• [WHAT TO DO]
Rewrite only the lines from the one containing "point: the window sill in this photo" through the end of the records, with the requests kept as they are. Scale every coordinate in the answers by 2.05 and round each result to a whole number, rounding halves up.

## START EXERCISE DATA

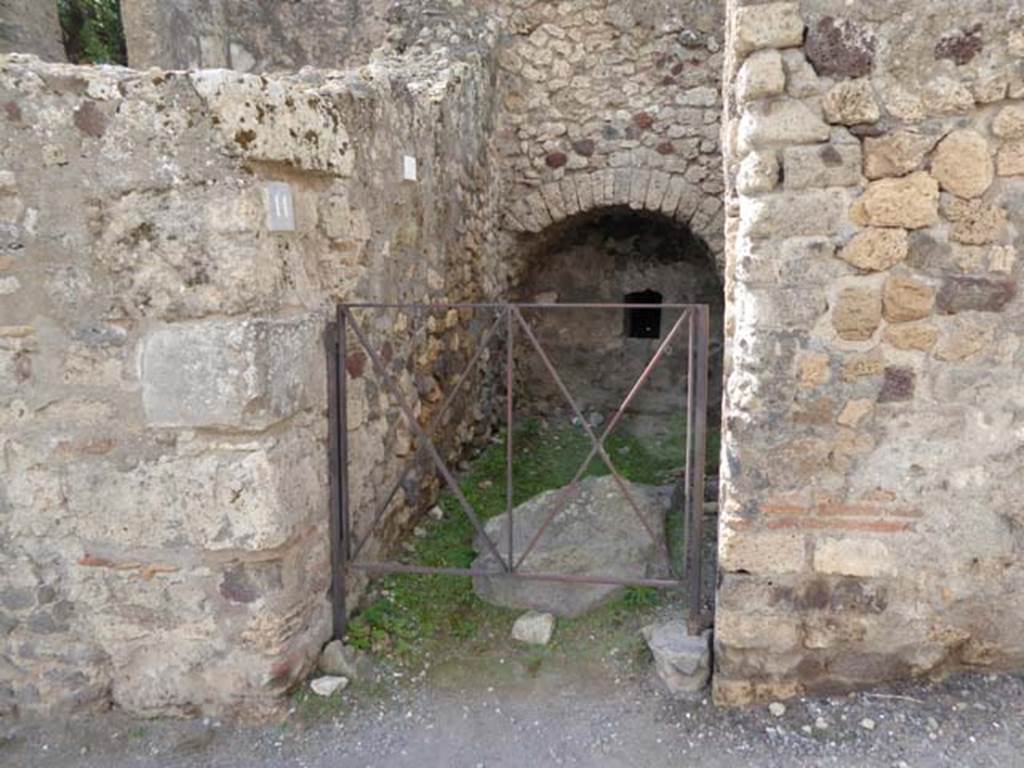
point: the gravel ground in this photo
(494, 712)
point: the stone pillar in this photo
(31, 27)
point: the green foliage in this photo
(415, 614)
(93, 31)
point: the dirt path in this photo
(493, 712)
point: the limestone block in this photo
(784, 121)
(919, 336)
(910, 203)
(1010, 122)
(771, 26)
(758, 173)
(256, 496)
(534, 628)
(969, 338)
(906, 299)
(760, 77)
(877, 250)
(866, 558)
(963, 164)
(246, 375)
(801, 80)
(830, 165)
(751, 631)
(1010, 160)
(851, 102)
(857, 313)
(896, 154)
(269, 120)
(975, 222)
(794, 214)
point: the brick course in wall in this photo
(869, 456)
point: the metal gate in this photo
(346, 333)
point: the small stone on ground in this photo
(682, 660)
(329, 685)
(338, 659)
(534, 628)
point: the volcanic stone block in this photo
(597, 534)
(975, 294)
(840, 48)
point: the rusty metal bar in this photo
(698, 427)
(337, 467)
(698, 321)
(434, 423)
(395, 567)
(598, 448)
(509, 424)
(598, 444)
(493, 305)
(453, 484)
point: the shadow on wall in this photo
(617, 256)
(93, 31)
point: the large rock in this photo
(596, 534)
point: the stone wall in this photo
(269, 35)
(602, 258)
(163, 459)
(871, 464)
(610, 104)
(31, 27)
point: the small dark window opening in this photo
(642, 323)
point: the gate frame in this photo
(343, 558)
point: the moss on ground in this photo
(413, 621)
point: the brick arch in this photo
(642, 189)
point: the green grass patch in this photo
(415, 617)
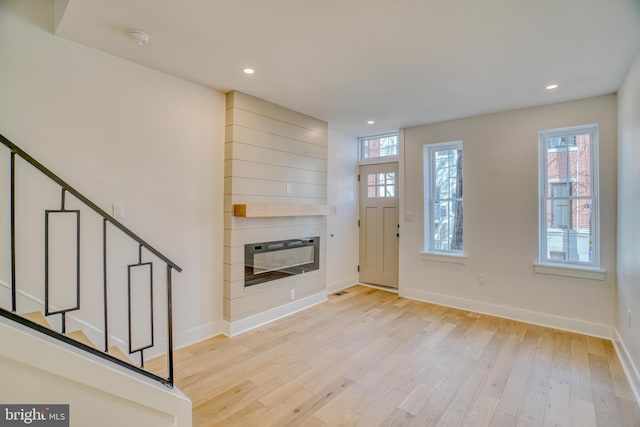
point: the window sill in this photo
(438, 257)
(570, 271)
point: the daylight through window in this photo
(569, 196)
(444, 219)
(383, 147)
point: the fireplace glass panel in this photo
(268, 261)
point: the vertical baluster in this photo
(169, 327)
(13, 231)
(104, 284)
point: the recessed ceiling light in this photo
(138, 36)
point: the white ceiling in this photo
(400, 63)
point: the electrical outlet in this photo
(118, 210)
(482, 279)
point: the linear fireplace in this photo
(268, 261)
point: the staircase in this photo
(102, 296)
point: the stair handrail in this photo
(14, 148)
(106, 218)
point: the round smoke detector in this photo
(138, 36)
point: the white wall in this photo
(342, 228)
(272, 155)
(118, 131)
(501, 220)
(628, 296)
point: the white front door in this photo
(379, 231)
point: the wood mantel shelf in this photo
(266, 210)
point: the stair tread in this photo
(118, 354)
(80, 336)
(37, 317)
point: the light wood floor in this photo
(370, 358)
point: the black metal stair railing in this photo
(62, 311)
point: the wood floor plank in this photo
(370, 358)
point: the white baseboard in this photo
(243, 325)
(630, 369)
(342, 284)
(599, 330)
(199, 333)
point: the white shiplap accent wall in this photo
(269, 148)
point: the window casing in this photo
(381, 185)
(443, 183)
(380, 148)
(568, 197)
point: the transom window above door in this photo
(381, 185)
(379, 148)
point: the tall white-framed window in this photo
(444, 213)
(379, 148)
(568, 197)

## END EXERCISE DATA

• [EXERCISE ANSWER]
point: the window sill in this photo
(898, 527)
(1169, 556)
point: the daylight through window in this photo
(1166, 402)
(910, 449)
(785, 301)
point: the fireplace glass panel in this photo
(549, 535)
point: the vertical baluster in this photo
(346, 670)
(27, 474)
(213, 582)
point: the recessed ceiling light in this photo
(283, 74)
point: the white ceiling in this photo
(820, 129)
point: the electrical outlet in this photo
(242, 431)
(988, 572)
point: the linear fireplace in this photo
(549, 535)
point: the staircase in this photo
(209, 607)
point: the stair handrail in this photo
(29, 303)
(217, 447)
point: the round smoke detector in this photo
(283, 74)
point: the white wall in this photo
(701, 467)
(558, 318)
(242, 269)
(1027, 451)
(1287, 607)
point: the white front door in this photo
(777, 474)
point: the wood mantel shelf in this photo
(545, 431)
point: the stair tread in this photo
(242, 726)
(164, 689)
(76, 650)
point: the light wood floor in this photo
(759, 734)
point: the black metal stair railing in this photo
(127, 638)
point: the wood floor plank in this photo
(759, 734)
point: the white baseboard in this photo
(498, 666)
(1292, 756)
(701, 582)
(1228, 677)
(408, 683)
point: the white shiplap accent wall in this photo
(551, 303)
point: the window casing in this photo
(781, 379)
(908, 375)
(779, 303)
(1164, 404)
point: the transom window above door in this photo
(781, 379)
(777, 303)
point: the tall white-framed window in this photo
(910, 437)
(777, 303)
(1164, 404)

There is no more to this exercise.